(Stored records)
[Start of section]

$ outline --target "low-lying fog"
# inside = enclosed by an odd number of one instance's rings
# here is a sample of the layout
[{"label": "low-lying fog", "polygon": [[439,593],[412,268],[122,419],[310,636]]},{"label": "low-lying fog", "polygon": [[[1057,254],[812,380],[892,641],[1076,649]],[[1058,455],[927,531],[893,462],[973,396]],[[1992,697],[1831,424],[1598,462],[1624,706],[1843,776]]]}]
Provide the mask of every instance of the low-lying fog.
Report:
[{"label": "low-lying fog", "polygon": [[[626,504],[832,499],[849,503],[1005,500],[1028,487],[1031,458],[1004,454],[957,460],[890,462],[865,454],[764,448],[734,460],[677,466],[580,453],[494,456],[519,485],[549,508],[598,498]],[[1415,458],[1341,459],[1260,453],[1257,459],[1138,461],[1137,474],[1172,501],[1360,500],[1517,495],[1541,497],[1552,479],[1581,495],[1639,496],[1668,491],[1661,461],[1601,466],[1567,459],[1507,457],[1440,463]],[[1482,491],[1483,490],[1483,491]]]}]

[End of section]

* Work item *
Look above for the line with "# inside = enclosed" and the line with "Provide the mask". Retype those two lines and every line between them exactly, adding nothing.

* Output for this task *
# inside = enclosed by an odd number of one instance's rings
# here is a sample of the layout
[{"label": "low-lying fog", "polygon": [[439,593],[412,268],[122,419],[310,636]]},{"label": "low-lying fog", "polygon": [[[1057,254],[812,380],[892,641],[1076,649]],[[1058,455],[927,531],[893,462],[973,396]],[[1992,697],[1831,424],[1598,462],[1624,706],[1843,776]]]}]
Provide the mask of every instance of the low-lying fog.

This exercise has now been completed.